Records of labeled points:
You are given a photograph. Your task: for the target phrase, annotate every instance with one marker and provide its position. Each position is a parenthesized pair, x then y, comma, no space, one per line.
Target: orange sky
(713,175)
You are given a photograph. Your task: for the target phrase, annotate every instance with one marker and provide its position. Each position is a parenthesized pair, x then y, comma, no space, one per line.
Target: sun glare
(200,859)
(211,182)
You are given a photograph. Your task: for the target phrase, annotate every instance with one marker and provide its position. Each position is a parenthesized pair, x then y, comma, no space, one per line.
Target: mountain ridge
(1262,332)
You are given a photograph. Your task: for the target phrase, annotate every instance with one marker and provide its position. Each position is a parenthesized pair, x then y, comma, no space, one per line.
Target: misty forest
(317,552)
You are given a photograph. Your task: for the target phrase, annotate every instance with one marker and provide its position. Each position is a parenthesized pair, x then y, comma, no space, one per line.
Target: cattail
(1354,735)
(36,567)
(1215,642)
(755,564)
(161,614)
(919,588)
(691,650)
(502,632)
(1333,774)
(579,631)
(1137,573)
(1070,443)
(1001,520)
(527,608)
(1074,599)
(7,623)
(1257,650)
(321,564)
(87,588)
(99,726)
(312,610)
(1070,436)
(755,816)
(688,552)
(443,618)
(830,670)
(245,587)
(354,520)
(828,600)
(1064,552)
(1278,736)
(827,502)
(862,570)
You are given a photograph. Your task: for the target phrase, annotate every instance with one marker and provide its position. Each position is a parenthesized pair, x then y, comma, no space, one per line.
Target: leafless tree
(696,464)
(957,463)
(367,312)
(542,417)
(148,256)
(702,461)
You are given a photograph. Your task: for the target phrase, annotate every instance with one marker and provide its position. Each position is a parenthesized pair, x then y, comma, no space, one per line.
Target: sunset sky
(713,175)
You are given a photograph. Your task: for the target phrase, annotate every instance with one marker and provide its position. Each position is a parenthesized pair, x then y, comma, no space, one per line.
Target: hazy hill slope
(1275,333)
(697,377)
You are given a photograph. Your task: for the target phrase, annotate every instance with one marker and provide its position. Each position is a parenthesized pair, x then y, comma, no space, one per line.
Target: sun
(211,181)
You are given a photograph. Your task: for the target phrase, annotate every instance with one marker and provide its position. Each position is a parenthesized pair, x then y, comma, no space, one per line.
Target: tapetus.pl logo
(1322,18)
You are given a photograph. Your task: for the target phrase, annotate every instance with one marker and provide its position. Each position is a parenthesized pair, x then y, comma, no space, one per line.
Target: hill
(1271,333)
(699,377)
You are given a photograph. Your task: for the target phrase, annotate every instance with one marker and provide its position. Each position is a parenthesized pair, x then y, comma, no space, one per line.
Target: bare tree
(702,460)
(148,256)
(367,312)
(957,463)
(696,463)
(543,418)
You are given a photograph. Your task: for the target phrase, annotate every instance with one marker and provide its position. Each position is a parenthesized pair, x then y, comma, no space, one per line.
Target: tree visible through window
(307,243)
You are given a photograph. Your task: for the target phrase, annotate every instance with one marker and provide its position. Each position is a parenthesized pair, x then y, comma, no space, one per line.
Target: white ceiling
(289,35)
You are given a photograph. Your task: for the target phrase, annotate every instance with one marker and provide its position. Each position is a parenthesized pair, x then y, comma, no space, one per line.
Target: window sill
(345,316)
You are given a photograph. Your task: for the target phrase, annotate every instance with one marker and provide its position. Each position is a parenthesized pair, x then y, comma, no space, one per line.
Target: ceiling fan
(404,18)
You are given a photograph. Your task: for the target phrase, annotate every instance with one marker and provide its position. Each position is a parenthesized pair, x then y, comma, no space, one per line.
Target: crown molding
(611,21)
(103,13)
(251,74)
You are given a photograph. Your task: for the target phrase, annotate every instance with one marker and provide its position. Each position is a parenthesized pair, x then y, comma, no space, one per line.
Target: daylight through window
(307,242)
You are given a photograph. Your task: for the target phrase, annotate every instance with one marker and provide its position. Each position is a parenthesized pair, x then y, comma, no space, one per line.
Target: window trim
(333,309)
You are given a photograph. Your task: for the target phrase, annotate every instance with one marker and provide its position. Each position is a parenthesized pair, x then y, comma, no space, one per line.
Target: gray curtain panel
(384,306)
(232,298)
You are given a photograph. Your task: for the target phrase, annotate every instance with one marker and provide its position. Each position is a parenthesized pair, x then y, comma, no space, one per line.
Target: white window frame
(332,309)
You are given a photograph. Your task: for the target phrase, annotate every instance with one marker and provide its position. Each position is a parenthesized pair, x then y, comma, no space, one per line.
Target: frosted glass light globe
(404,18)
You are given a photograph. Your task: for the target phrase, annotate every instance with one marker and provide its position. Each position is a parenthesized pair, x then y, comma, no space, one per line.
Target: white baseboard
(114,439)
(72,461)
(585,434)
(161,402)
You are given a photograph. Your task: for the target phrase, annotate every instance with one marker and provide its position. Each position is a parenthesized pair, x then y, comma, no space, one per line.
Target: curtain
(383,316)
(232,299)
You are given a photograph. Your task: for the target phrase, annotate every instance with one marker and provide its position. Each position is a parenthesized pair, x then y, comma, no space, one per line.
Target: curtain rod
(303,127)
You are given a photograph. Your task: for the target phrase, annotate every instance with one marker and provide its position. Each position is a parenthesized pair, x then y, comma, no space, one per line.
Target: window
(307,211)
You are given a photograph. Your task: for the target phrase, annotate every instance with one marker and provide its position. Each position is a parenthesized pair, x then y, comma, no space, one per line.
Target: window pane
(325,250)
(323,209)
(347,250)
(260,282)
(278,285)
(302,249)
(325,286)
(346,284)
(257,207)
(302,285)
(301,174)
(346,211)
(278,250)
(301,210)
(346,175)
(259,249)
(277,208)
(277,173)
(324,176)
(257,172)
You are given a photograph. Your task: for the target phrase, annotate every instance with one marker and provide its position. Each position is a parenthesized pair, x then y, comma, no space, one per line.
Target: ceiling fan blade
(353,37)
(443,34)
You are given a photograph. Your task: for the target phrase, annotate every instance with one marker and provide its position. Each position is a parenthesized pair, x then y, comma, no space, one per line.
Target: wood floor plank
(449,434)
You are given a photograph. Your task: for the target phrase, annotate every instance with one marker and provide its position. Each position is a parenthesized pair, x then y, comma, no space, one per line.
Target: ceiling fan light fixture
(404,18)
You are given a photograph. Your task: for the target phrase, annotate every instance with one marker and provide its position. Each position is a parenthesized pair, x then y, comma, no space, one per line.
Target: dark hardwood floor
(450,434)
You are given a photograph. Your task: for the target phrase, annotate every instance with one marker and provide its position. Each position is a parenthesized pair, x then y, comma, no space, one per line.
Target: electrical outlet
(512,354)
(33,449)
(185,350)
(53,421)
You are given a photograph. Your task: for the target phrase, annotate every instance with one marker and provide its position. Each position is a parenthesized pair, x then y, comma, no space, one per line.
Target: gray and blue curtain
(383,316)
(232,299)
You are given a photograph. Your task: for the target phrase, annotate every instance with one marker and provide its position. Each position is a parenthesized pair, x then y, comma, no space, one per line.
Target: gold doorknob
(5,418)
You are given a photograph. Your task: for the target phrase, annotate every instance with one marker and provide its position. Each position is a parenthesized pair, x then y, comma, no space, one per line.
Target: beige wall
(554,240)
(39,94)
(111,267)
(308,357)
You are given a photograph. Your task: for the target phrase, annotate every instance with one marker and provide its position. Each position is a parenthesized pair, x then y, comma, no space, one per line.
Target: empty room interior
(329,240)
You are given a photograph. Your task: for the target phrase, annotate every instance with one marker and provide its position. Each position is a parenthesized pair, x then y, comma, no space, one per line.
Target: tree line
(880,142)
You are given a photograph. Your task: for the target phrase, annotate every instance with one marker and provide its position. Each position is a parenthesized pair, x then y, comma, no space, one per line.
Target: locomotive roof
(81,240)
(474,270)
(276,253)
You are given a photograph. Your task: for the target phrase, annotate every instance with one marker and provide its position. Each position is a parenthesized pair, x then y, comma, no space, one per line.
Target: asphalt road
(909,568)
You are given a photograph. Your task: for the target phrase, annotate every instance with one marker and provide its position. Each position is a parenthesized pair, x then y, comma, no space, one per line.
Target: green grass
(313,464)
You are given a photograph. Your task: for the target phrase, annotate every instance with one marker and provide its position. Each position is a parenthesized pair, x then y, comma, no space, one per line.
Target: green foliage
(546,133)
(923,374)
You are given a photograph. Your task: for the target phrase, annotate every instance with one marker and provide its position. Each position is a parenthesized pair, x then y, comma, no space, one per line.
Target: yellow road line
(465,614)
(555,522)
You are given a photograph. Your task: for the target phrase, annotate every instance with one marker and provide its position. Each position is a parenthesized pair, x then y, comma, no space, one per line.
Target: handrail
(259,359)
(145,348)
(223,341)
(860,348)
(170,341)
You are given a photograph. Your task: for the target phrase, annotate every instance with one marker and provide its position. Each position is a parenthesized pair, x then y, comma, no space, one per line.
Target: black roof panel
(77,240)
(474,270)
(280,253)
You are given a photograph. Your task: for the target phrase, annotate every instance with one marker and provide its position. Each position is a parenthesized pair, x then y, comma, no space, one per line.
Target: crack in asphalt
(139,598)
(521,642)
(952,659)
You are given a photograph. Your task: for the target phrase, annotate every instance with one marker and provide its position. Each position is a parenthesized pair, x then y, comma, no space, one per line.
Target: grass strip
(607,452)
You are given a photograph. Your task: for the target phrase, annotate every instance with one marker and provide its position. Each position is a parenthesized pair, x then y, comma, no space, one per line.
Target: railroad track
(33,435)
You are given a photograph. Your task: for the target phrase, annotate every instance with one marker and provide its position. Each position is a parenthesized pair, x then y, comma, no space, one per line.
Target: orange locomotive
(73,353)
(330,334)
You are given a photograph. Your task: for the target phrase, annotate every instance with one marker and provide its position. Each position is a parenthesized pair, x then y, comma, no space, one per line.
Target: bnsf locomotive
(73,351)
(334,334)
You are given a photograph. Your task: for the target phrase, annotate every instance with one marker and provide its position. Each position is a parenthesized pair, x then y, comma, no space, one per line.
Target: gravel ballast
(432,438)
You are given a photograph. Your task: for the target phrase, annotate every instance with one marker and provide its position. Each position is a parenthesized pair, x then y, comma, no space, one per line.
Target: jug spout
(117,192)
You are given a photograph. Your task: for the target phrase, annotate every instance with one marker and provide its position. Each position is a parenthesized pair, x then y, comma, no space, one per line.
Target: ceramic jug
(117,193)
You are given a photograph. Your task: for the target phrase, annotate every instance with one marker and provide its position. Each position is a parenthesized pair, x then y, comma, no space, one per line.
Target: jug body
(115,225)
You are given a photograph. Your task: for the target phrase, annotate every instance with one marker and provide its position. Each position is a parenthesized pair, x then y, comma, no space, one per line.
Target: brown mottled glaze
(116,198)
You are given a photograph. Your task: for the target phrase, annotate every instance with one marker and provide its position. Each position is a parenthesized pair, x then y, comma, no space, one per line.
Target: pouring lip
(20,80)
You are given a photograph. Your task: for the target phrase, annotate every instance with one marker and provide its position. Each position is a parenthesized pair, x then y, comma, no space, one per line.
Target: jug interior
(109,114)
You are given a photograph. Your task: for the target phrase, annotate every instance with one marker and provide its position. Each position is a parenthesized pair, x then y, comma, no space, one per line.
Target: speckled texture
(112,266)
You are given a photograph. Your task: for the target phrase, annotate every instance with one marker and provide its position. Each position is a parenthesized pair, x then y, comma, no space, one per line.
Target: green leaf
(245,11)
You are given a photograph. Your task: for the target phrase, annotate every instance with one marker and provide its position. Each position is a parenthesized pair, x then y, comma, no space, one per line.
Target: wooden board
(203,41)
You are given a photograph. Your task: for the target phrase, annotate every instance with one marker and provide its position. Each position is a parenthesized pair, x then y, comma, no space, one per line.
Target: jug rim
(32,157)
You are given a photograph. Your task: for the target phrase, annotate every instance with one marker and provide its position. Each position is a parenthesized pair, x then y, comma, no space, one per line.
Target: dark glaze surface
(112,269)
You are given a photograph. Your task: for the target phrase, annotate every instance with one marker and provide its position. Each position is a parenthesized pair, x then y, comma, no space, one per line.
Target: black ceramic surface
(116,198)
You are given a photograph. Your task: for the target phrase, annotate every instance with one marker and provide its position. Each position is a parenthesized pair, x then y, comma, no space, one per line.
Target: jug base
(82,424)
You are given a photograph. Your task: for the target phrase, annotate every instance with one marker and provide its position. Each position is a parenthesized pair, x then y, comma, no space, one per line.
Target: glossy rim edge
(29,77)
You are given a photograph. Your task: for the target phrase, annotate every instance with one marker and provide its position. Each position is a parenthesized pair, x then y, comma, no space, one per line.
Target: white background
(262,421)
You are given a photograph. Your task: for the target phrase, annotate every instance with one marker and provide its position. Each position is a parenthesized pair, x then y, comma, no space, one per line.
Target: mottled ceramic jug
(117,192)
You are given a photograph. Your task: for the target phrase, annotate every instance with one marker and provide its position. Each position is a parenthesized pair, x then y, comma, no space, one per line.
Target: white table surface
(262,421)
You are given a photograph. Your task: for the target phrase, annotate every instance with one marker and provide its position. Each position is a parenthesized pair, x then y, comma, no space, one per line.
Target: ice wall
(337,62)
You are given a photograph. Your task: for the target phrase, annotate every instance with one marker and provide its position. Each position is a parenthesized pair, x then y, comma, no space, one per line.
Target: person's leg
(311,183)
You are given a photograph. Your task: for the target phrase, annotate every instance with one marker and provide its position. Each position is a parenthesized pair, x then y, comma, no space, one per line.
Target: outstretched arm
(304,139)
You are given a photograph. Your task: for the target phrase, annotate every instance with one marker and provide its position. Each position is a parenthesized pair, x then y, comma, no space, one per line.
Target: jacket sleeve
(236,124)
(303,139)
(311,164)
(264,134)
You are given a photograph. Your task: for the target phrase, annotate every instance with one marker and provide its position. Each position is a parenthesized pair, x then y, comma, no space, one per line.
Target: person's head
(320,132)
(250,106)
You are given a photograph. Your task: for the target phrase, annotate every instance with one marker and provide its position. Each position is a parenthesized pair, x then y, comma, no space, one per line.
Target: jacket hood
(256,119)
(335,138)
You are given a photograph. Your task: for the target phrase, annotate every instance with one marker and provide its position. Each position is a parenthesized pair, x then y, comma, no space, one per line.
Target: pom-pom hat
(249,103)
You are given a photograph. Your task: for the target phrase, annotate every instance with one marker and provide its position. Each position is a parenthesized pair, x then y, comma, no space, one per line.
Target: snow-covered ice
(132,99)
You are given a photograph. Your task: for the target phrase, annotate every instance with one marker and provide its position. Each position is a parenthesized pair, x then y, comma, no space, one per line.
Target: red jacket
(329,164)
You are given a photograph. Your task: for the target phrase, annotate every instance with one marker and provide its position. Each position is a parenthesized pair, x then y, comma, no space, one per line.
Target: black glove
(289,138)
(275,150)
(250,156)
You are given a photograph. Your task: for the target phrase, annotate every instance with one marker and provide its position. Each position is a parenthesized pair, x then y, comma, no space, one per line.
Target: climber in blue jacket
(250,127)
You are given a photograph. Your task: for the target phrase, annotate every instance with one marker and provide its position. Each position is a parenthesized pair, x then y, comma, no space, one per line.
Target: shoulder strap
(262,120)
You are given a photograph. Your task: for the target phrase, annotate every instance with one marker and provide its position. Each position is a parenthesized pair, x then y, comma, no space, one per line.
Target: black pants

WHAT TO DO
Find every line in the rows above that contains the word "black", and copy each one out.

REPLY TO THE TASK
Target: black roof panel
Target: black ceramic surface
Target: black glove
Target: black pants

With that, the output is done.